STATED GOAL
Pull every line of the listing below into your answer unchanged, but leave out the picture.

[Data lines]
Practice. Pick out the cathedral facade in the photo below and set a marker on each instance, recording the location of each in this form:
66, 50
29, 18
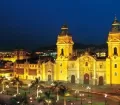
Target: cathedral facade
84, 69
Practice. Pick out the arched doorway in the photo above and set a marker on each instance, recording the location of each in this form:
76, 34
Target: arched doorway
49, 77
73, 79
86, 78
101, 80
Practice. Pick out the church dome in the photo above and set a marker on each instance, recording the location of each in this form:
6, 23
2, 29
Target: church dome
115, 25
64, 30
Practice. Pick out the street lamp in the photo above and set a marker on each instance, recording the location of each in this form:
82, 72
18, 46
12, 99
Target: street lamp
81, 96
7, 86
37, 90
76, 93
29, 87
105, 95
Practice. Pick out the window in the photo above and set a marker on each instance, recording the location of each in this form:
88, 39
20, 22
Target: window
115, 51
115, 66
62, 52
86, 63
100, 66
115, 73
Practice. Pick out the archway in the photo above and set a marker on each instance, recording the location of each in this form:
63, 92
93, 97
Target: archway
73, 79
49, 77
101, 80
86, 78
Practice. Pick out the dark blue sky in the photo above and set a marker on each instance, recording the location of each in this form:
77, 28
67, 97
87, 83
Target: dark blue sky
36, 23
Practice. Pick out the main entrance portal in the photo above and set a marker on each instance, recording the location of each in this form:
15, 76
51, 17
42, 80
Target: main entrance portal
72, 79
86, 78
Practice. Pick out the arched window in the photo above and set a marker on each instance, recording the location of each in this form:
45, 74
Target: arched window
115, 66
115, 51
86, 63
62, 52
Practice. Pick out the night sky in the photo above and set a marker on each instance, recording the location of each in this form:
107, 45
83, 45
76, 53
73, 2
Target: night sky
35, 23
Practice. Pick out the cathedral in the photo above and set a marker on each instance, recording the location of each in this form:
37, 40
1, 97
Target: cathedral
84, 69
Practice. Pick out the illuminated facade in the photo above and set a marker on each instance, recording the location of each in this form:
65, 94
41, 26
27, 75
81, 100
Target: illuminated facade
84, 69
13, 56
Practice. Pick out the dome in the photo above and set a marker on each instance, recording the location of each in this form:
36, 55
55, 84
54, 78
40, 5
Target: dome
64, 30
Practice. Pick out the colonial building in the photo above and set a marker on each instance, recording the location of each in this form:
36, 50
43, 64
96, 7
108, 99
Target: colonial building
15, 55
83, 69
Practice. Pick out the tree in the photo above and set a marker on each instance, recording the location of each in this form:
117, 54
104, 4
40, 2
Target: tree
47, 98
16, 81
63, 91
3, 81
56, 86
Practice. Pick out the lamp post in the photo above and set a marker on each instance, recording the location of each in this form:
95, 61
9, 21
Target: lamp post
7, 86
37, 90
81, 96
76, 93
105, 95
29, 87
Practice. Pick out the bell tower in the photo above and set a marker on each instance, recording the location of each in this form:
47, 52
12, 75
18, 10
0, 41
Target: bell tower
113, 59
64, 51
114, 39
64, 43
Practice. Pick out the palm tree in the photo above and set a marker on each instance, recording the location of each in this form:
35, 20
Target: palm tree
3, 81
17, 81
56, 86
63, 91
47, 98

ANSWER TO THE PROBLEM
Practice. Pick out the cathedral facade in the photo below and set a marker on each instance, recording the location of each in this form:
66, 50
29, 18
Target: cathedral facade
84, 69
Practice. Pick out the arched doorway in the photo above and set a marker on each instance, recording the location of each in this form:
76, 34
Target: arched doorway
49, 77
73, 79
86, 78
101, 80
Practice. Pick out the church dome in the photo above and set a marker on each instance, recording the location of each in this form:
6, 23
2, 29
Target: church dome
115, 25
64, 30
Practice. Pick out the street lamp in the photo above and set a marker on each instance, recording the location of each in this form:
82, 72
18, 46
12, 99
Target: street lamp
81, 96
7, 86
37, 90
76, 93
29, 87
105, 95
Practice. Pick out the window in the photo above and set a marker on each instance, recording the location of each in this form:
88, 39
20, 22
Target: window
115, 51
115, 66
62, 52
86, 63
100, 66
115, 73
Practice. Pick out the archway in the photo above and set a marker on each instance, recording the location of each in this form:
63, 92
93, 97
Target: archway
73, 79
49, 77
101, 80
86, 78
Practice. Pick out the dark blue sky in the photo above and set a marker on each instance, recording the location of each in this form:
77, 28
67, 97
87, 83
Target: dark blue sky
36, 23
Practice. Pick out the main entrance portal in the photo above and set a marker on each instance, recording the location of each in this form:
15, 76
51, 17
42, 80
Target: main entrance portal
72, 79
86, 78
Practice. Pick out the arched window in the photo above and set a marker on each instance, recording the location of each in this form:
45, 74
Target: arched window
115, 66
115, 51
86, 63
62, 52
Practice. Pick out the night sky in the photo above and set a marker on each instance, recording the location of each in this form:
107, 45
83, 45
76, 53
73, 2
Target: night sky
35, 23
Practice. Pick out the cathedral in the photo above and set a marker on each instance, recording the location of each in this form:
37, 40
1, 97
Target: cathedral
84, 69
Practice. Pick out the illuminated facade in the photo above and set a marker on each instance, recording the location of each in this form:
65, 94
41, 26
27, 75
81, 100
Target: illuminated facade
84, 69
13, 56
Practice. Pick out the dome in the photo above and set a marker on each instance, recording the location of each in this form:
36, 55
55, 84
54, 78
40, 5
Target: dome
64, 30
Practice. Pick out the colonial building in the photo above and set a marker on each instance, recording the location of each in this form:
36, 50
43, 64
96, 7
108, 99
Target: colonial building
15, 55
83, 69
Practice. Pick out the tree in the photo above and set a marker on each instance, recording the location of each in this form:
117, 54
104, 4
40, 2
Target: tree
47, 98
16, 81
63, 91
3, 81
56, 86
Practice. Pick out the lamp post in the photo above and set a marker on each instance, recording the location of each in this form:
95, 61
9, 21
Target: lamp post
7, 86
37, 90
81, 96
76, 93
105, 95
29, 87
Practice. Pick out the bell tower in the photo above and set a marker on each instance, recording the location of each in this form:
47, 52
12, 75
18, 10
0, 41
Target: bell tower
113, 59
64, 51
114, 39
64, 43
Practice. Pick out the palm tree in the photo above and set a marker on each instance, recording the location of each in this form:
35, 20
Target: palm tree
3, 81
17, 81
56, 86
63, 91
47, 98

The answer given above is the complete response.